**LISTED ENTRIES**
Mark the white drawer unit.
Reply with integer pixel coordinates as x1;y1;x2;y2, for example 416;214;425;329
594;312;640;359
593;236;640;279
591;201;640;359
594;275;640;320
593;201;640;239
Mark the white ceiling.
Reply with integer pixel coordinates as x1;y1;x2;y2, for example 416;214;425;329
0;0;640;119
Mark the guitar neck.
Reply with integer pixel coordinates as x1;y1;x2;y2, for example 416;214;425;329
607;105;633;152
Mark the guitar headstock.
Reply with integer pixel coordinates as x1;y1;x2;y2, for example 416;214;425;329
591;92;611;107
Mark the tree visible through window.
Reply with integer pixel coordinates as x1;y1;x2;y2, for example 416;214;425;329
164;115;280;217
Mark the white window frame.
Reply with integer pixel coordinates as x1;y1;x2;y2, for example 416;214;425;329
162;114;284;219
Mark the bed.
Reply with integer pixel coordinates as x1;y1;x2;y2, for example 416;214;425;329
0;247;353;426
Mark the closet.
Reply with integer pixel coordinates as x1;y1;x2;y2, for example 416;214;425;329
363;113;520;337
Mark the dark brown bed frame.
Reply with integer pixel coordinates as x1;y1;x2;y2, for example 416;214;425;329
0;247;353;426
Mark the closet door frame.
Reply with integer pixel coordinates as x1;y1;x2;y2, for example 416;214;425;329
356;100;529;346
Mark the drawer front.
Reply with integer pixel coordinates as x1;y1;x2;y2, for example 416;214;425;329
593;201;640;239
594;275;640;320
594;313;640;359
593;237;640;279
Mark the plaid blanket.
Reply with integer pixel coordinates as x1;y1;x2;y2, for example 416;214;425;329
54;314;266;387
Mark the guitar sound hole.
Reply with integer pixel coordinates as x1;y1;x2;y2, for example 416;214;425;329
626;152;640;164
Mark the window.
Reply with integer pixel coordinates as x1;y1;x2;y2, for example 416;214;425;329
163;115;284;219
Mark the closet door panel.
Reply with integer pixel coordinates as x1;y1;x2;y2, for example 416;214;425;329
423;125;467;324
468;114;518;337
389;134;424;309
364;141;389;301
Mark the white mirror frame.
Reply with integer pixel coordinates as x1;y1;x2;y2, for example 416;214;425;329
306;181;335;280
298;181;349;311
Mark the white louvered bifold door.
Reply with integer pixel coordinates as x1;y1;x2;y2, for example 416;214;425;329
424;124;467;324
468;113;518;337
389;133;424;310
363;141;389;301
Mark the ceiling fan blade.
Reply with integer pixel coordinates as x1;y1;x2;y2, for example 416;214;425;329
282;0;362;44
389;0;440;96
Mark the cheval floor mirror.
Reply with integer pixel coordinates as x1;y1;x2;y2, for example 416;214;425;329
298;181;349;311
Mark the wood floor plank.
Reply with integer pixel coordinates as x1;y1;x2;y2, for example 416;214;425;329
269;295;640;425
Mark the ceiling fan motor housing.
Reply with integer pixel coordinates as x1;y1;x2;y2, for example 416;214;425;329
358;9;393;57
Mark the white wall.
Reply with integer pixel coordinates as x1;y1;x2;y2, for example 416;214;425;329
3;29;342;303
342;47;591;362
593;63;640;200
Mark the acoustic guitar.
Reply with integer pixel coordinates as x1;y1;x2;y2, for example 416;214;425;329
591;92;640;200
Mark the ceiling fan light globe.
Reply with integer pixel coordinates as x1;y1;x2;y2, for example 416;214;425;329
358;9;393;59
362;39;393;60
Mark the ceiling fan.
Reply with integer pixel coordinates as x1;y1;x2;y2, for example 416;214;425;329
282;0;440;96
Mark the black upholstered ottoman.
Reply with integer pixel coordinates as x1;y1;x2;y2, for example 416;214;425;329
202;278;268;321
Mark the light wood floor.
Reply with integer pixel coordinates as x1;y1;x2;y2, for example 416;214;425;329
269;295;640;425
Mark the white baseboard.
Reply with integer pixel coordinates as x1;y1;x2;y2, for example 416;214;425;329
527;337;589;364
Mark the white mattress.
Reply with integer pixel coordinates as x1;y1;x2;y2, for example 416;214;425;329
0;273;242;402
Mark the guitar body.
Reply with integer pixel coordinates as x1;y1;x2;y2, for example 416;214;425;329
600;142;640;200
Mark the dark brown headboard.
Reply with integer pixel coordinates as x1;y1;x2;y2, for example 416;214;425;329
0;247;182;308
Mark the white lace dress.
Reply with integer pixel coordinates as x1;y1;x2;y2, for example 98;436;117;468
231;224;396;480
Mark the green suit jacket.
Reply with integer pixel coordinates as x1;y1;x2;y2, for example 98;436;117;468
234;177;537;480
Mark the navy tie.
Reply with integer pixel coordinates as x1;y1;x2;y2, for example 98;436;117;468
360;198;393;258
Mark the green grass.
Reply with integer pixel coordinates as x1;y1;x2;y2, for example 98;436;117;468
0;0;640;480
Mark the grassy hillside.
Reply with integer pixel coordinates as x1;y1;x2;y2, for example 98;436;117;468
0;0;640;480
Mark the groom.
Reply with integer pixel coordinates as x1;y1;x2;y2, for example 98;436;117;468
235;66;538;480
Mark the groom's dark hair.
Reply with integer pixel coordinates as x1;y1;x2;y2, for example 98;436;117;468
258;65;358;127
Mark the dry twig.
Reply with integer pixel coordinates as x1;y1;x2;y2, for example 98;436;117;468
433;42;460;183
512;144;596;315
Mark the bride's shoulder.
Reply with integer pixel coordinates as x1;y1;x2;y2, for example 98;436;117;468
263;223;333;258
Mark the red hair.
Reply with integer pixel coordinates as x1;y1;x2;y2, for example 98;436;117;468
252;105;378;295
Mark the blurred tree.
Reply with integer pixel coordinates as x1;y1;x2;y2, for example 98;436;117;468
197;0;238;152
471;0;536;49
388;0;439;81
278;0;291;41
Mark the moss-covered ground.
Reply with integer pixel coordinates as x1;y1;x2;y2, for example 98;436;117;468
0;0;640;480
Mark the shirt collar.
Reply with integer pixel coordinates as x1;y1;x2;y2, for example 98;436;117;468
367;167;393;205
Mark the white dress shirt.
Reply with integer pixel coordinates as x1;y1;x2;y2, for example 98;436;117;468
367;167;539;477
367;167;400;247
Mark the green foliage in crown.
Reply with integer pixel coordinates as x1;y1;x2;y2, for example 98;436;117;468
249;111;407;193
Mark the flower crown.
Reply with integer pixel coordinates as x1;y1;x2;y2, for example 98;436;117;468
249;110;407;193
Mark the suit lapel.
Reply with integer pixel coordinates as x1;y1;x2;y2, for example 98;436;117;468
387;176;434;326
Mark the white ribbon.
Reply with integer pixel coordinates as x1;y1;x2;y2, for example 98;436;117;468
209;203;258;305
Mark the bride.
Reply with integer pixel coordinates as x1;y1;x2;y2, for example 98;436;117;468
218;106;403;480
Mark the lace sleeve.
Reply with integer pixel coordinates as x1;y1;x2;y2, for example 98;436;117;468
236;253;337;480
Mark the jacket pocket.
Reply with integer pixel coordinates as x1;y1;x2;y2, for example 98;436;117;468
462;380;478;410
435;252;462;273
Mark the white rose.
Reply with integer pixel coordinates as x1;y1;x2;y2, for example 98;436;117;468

**SHORT PROBLEM**
Rewrite the material above, switching every "Reply with" to "Respond with" and leaving all else as it stands.

**SOLUTION FOR THIS EXERCISE**
Mark the white drawer unit.
Respond with integer pixel coordinates as x1;y1;x2;y2, for example 416;214;425;329
594;312;640;359
593;236;640;279
591;201;640;359
594;275;640;320
593;201;640;239
Mark the white ceiling.
Respond with integer pixel coordinates as x1;y1;x2;y2, for example 416;214;425;329
0;0;640;119
Mark the guitar neck.
Respond with integer pixel coordinates as x1;y1;x2;y2, for example 416;214;425;329
607;105;633;152
Mark the guitar headstock.
Respond with integer pixel coordinates as x1;y1;x2;y2, for example 416;214;425;329
591;92;611;107
Mark the tree visible through window.
Respond with integer pixel coordinates as x1;y1;x2;y2, for example 416;214;425;329
164;115;280;217
Mark the white window frame.
Respond with integer pixel coordinates as x1;y1;x2;y2, for example 416;214;425;329
162;114;284;219
Mark the bed.
Respond with integer pixel coordinates as x1;y1;x2;y2, for example 416;214;425;329
0;247;353;426
Mark the closet.
Respond with integer pixel coordinates as x1;y1;x2;y2, for example 416;214;425;329
363;113;520;337
Mark the dark brown bed frame.
Respond with integer pixel coordinates as x1;y1;x2;y2, for example 416;214;425;329
0;247;353;426
Mark the closet door frame.
Respond with integer pixel coordinates as x1;y1;x2;y2, for example 416;214;425;329
356;100;529;346
Mark the drawer front.
Respond with integer pixel coordinates as x1;y1;x2;y2, for example 416;214;425;329
593;201;640;239
594;275;640;320
594;313;640;359
593;237;640;279
Mark the plaid blanket.
Respond with integer pixel coordinates as x1;y1;x2;y2, for example 416;214;425;329
54;314;266;387
Mark the guitar sound hole.
Respond with integer pixel coordinates as x1;y1;x2;y2, for example 416;214;425;329
626;152;640;164
Mark the window.
Respond with integer pixel coordinates as x1;y1;x2;y2, for example 416;214;425;329
163;115;284;219
Mark the closet door panel.
Respond with integer pixel coordinates as x1;y1;x2;y2, for example 416;214;425;329
423;125;467;324
468;114;518;337
389;134;424;309
364;141;389;301
Mark the white mirror frame.
Respond with integer pixel coordinates as x1;y1;x2;y2, for example 416;214;425;329
306;181;335;280
298;181;349;311
Mark the white louvered bifold door.
Respond with integer pixel coordinates as x1;y1;x2;y2, for example 416;214;425;329
424;124;467;324
468;113;518;337
389;133;424;310
363;141;389;301
Mark the ceiling fan blade.
Respond with integer pixel coordinates as x1;y1;x2;y2, for example 416;214;425;329
282;0;362;44
389;0;440;96
Mark the cheval floor mirror.
Respond with integer pixel coordinates as x1;y1;x2;y2, for example 416;214;425;329
298;181;349;311
Mark the wood floor plank.
Respond with integer pixel coordinates as x1;y1;x2;y2, for example 416;214;425;329
269;295;640;425
Mark the ceiling fan motor housing.
Respond with integer pixel coordinates as x1;y1;x2;y2, for example 416;214;425;329
358;9;393;57
Mark the white wall.
Respond with integer pixel coordinates as x1;y1;x2;y2, for example 416;214;425;329
3;29;342;303
342;47;591;362
593;63;640;200
Mark the acoustic guitar.
Respond with integer pixel coordinates as x1;y1;x2;y2, for example 416;214;425;329
591;92;640;200
Mark the ceiling fan light globe.
Respond with integer pixel coordinates as x1;y1;x2;y2, for example 416;214;425;329
358;9;393;59
362;39;393;60
Mark the ceiling fan.
Respond with integer pixel coordinates as x1;y1;x2;y2, for example 416;214;425;329
282;0;440;96
Mark the black upholstered ottoman.
Respond with integer pixel coordinates as x1;y1;x2;y2, for example 416;214;425;329
202;278;268;321
Mark the light wood floor.
Respond with integer pixel coordinates as x1;y1;x2;y2, for example 416;214;425;329
269;295;640;425
Mark the white baseboard.
Respond with integer pixel coordinates as x1;y1;x2;y2, for example 416;214;425;329
527;337;589;364
Mark the white mattress.
Respond with integer pixel coordinates as x1;y1;x2;y2, for example 416;214;425;329
0;273;242;402
Mark the guitar body.
Respond with integer pixel coordinates as x1;y1;x2;y2, for example 416;214;425;329
600;142;640;200
Mark the dark brown headboard.
Respond with integer pixel coordinates as x1;y1;x2;y2, for example 416;214;425;329
0;247;182;308
Mark the white lace dress.
Respond with integer pixel coordinates as x1;y1;x2;y2, for example 98;436;117;468
231;224;396;480
Mark the green suit jacket.
Respond with integer pixel coordinates as x1;y1;x2;y2, for example 98;436;117;468
234;177;537;480
Mark the navy tie.
Respond with integer pixel coordinates as x1;y1;x2;y2, for example 98;436;117;468
360;198;393;258
Mark the green grass.
Respond with integer pixel coordinates as x1;y1;x2;y2, for example 98;436;117;468
0;0;640;480
Mark the grassy hillside.
Respond with integer pixel coordinates as x1;y1;x2;y2, for example 98;436;117;468
0;0;640;480
Mark the groom.
Respond with integer pixel coordinates as x1;y1;x2;y2, for example 98;436;117;468
235;66;538;480
Mark the groom's dark hair.
Respond with integer pixel coordinates as x1;y1;x2;y2, for example 98;436;117;468
258;65;358;127
Mark the dry twig.
Respond with integer pixel coordinates as x1;y1;x2;y2, for example 98;436;117;468
433;42;460;183
512;144;596;315
Mark the bride's shoulder.
Respond with integer pixel coordinates as x1;y1;x2;y2, for example 98;436;117;468
263;223;333;258
Mark the red hair.
Respond with integer pixel coordinates as x1;y1;x2;y2, for example 98;436;117;468
252;105;378;295
Mark the blurred tree.
Respond with integer pixel coordinates as x1;y1;x2;y2, for example 98;436;117;468
197;0;238;152
471;0;536;49
388;0;439;81
278;0;291;41
Mark the moss-covered ground.
Respond with integer pixel coordinates as x1;y1;x2;y2, for example 98;436;117;468
0;0;640;480
Mark the shirt collar.
Respond with integer pixel coordinates as x1;y1;x2;y2, for example 98;436;117;468
367;167;393;205
Mark the white dress shirt.
Respond with integer pixel coordinates as x1;y1;x2;y2, for example 98;436;117;468
367;167;539;477
367;167;400;247
Mark the green foliage in crown.
Respond with integer pixel coordinates as x1;y1;x2;y2, for example 98;436;117;468
249;111;407;193
Mark the flower crown.
Respond with integer pixel coordinates as x1;y1;x2;y2, for example 98;436;117;468
249;110;407;193
Mark the suit lapel.
Respond with integer pixel coordinates as x1;y1;x2;y2, for example 98;436;117;468
387;176;434;326
Mark the white ribbon.
Respond with integer pixel coordinates as x1;y1;x2;y2, for example 98;436;117;468
209;203;258;305
Mark the bride.
Respond with integer pixel coordinates as x1;y1;x2;y2, for example 98;436;117;468
218;106;403;480
Mark the lace sleeve.
Respond with integer pixel coordinates as x1;y1;x2;y2, for example 98;436;117;468
236;253;337;480
Mark the jacket pocket.
Respond with integer pixel coordinates as x1;y1;x2;y2, for example 98;436;117;468
462;380;478;410
435;252;462;273
Mark the white rose.
Respond with integer pixel coordinates as x1;y1;x2;y2, for example 98;436;117;468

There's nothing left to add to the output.